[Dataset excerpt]
+++
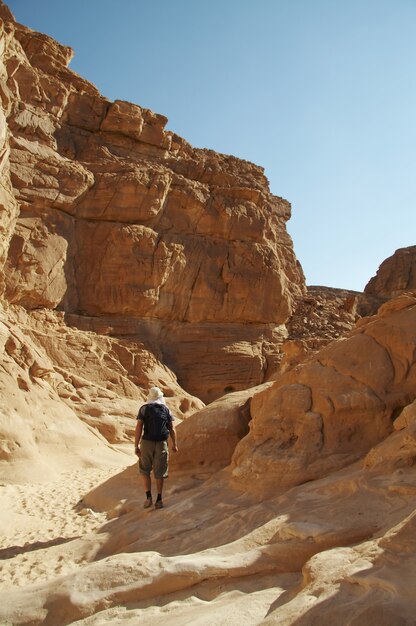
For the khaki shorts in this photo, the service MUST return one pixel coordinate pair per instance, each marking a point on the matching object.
(154, 455)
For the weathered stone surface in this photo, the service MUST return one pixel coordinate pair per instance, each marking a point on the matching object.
(396, 275)
(326, 412)
(260, 523)
(120, 218)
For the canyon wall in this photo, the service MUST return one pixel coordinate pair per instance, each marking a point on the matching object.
(131, 232)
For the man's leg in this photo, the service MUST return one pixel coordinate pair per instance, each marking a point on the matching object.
(161, 470)
(145, 466)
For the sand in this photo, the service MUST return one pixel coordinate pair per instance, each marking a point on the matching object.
(39, 524)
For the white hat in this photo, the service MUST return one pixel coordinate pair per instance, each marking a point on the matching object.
(154, 394)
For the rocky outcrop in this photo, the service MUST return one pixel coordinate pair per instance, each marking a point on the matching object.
(320, 316)
(320, 415)
(67, 394)
(123, 224)
(396, 275)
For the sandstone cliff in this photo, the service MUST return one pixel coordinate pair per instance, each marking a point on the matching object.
(396, 275)
(134, 233)
(129, 259)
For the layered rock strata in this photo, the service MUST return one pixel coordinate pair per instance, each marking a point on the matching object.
(124, 225)
(396, 275)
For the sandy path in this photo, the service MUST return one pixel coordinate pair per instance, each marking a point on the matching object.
(42, 526)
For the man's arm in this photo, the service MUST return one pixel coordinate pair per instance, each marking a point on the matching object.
(138, 436)
(172, 432)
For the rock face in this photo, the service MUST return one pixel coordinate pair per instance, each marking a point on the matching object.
(131, 259)
(124, 225)
(322, 414)
(396, 275)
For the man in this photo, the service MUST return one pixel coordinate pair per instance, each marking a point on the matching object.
(153, 427)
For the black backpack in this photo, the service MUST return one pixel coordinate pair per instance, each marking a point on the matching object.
(156, 418)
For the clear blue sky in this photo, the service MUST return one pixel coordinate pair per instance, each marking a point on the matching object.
(321, 93)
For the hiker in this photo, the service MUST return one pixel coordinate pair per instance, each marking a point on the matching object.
(153, 427)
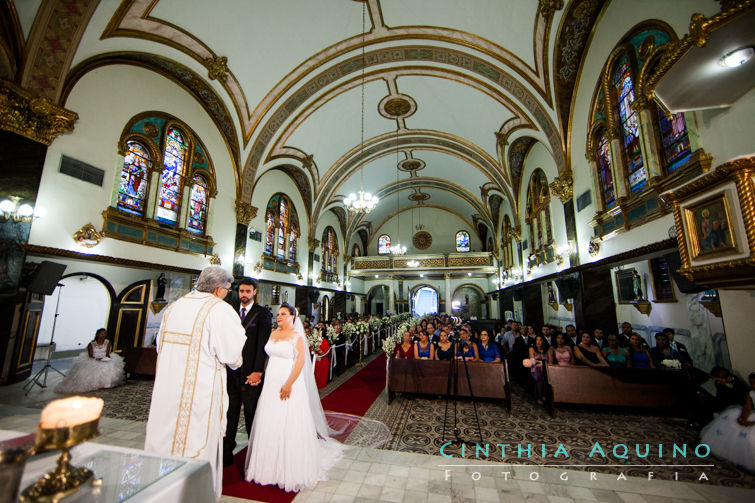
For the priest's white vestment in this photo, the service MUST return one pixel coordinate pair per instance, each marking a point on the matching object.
(199, 335)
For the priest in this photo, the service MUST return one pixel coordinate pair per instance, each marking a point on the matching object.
(199, 335)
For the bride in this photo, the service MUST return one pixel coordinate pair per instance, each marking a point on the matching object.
(290, 443)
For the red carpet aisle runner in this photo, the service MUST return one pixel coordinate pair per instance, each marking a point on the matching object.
(355, 396)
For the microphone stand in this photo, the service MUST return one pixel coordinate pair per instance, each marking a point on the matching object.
(35, 380)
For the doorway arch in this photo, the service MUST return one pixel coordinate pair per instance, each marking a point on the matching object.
(424, 299)
(469, 301)
(85, 302)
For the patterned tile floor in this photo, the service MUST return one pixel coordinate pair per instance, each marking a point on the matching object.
(382, 475)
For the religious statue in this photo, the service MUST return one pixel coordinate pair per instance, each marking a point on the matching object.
(161, 282)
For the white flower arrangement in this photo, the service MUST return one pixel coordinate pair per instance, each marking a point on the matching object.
(331, 334)
(348, 330)
(314, 339)
(362, 327)
(671, 363)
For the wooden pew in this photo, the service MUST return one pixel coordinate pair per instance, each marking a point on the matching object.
(430, 377)
(628, 387)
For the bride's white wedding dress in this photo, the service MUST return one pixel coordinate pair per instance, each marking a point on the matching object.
(284, 447)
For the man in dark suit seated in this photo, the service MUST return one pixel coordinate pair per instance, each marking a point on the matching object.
(680, 348)
(244, 384)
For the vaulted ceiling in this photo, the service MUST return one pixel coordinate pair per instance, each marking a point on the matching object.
(418, 101)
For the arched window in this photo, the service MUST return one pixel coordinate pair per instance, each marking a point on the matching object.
(198, 199)
(132, 192)
(605, 177)
(629, 121)
(507, 245)
(174, 160)
(462, 241)
(538, 215)
(281, 229)
(384, 244)
(329, 251)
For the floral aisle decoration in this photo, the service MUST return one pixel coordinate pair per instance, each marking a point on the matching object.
(314, 339)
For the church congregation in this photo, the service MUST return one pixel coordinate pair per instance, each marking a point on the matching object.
(336, 250)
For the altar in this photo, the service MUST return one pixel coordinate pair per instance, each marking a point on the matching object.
+++
# Exercise goal
Only the lines from the one with "For the floral" through the end of the material are wanted; copy them exactly, both ends included.

# Complete response
For the floral aisle decoration in this photo, the service MUST return one pixel coordinate pair per instance, each marking a point on the matching object.
(314, 339)
For the church congregation in this photo, the service MUST return one pixel coordinate pair per instance, each marking a point on the matching object.
(336, 250)
For the altar in this photo, the service MUST return one pixel coordinate pair per instance, each marking a point on the matching object.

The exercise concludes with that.